## What you will do
Repeat, exactly as written, the line containing "point(343, 358)" and each line after it through the end of the data.

## The data
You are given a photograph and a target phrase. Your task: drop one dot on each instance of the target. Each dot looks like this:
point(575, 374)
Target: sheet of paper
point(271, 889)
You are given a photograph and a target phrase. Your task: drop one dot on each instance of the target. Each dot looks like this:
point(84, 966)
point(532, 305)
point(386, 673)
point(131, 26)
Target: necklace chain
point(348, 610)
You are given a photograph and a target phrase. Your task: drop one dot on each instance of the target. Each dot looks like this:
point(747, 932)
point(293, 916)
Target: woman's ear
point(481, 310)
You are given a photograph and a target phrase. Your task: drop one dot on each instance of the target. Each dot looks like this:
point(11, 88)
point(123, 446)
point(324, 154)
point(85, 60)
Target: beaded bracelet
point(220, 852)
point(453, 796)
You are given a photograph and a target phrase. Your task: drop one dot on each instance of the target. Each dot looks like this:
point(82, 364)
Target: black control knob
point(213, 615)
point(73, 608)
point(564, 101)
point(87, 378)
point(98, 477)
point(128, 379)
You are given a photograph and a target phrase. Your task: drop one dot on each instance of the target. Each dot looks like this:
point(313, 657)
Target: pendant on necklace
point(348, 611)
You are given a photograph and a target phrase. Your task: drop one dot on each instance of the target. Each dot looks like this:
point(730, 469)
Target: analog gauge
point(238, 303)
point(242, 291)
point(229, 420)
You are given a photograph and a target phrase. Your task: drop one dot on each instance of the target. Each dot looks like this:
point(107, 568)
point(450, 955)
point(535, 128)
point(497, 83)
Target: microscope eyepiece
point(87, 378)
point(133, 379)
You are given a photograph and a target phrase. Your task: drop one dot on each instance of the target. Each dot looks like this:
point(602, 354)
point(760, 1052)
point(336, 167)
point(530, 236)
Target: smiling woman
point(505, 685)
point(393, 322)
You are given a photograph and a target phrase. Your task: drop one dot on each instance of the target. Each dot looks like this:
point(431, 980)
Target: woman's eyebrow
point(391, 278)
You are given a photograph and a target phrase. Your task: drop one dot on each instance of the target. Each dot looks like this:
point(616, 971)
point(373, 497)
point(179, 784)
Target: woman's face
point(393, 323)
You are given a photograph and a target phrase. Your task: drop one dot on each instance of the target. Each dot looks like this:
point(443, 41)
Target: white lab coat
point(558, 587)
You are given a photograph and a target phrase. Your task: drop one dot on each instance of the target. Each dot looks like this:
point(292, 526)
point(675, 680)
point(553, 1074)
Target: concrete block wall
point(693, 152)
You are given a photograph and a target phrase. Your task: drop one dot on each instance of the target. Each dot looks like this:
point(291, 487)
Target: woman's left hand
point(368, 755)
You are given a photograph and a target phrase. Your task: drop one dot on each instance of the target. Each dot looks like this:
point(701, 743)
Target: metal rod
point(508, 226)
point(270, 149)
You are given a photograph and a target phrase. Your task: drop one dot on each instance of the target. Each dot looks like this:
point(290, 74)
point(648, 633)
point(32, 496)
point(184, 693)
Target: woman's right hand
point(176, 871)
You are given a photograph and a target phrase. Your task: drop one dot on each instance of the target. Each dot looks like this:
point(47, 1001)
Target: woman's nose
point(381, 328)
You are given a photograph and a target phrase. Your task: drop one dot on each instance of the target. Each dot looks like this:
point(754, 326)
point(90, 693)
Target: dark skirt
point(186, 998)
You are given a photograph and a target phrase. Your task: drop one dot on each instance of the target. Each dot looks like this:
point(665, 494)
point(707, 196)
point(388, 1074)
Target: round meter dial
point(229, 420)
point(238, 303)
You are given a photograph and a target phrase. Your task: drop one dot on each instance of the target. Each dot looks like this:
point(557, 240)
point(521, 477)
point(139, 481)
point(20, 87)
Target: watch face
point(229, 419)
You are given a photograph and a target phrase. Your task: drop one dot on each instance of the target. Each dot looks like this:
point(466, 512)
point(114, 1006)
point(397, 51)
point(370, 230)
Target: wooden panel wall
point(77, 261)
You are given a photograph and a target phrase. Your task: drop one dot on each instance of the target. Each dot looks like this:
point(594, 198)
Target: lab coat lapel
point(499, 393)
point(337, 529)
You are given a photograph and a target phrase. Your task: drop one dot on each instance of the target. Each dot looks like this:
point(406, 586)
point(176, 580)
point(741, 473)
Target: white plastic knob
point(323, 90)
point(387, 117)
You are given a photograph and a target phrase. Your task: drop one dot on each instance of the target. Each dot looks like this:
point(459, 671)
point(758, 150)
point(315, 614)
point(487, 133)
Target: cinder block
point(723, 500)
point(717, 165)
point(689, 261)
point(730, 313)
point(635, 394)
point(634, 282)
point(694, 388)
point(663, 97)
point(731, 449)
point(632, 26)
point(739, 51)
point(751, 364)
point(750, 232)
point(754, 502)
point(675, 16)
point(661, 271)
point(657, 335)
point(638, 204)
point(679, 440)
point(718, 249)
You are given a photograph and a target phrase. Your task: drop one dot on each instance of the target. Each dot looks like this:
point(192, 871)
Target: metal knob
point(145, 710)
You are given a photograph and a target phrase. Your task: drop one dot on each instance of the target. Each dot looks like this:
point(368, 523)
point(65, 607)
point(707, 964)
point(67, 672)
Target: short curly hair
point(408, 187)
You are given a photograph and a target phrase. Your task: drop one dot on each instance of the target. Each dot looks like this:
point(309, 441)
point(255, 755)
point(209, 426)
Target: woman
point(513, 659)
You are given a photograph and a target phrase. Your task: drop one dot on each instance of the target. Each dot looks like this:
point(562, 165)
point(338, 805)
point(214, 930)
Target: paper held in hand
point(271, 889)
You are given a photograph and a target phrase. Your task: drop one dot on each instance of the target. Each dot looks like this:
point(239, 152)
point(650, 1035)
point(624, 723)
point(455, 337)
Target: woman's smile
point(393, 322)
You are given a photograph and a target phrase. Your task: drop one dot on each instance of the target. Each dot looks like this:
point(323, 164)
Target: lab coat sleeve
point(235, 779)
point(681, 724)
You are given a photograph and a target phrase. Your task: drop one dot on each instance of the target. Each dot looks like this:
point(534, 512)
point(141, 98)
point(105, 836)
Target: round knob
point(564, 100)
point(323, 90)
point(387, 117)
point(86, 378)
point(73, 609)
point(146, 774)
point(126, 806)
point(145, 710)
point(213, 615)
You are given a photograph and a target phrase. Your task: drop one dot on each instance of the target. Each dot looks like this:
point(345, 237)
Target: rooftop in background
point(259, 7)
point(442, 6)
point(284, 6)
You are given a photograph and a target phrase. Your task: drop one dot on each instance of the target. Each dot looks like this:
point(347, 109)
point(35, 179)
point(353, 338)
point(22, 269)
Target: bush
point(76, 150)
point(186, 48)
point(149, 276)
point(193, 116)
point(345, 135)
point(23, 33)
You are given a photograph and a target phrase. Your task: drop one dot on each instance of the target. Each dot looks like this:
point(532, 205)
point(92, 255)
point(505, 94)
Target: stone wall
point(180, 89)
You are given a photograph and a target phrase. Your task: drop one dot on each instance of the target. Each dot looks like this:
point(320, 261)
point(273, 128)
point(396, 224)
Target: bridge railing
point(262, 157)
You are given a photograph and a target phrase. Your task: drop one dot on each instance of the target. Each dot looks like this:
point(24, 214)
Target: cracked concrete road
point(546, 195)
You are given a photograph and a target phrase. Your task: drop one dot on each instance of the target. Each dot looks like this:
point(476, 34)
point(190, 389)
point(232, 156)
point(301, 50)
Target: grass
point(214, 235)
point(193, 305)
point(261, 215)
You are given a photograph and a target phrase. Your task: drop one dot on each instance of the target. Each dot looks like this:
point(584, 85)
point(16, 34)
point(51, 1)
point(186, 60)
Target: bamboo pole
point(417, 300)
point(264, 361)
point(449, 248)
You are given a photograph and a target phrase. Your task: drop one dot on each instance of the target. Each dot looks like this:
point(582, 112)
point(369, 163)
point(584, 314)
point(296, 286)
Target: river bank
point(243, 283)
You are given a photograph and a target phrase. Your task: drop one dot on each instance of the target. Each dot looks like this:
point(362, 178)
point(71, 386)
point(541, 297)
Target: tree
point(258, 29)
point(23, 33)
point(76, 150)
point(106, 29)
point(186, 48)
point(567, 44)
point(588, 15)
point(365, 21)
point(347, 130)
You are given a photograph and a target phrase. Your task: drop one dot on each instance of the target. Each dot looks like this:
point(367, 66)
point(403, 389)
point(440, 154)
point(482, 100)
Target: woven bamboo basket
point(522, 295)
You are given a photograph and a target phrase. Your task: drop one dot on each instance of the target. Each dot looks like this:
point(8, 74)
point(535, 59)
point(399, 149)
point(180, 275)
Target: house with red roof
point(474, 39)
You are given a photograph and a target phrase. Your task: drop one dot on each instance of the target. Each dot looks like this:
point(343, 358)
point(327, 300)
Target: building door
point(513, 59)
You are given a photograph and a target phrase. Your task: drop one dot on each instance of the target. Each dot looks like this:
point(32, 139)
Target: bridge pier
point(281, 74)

## Response to this exercise
point(343, 358)
point(327, 300)
Target: building door
point(513, 59)
You are given a photograph and a target phrase. Your task: drop one dot on each instance of the target. Each dot looks like this:
point(32, 139)
Target: bridge pier
point(281, 74)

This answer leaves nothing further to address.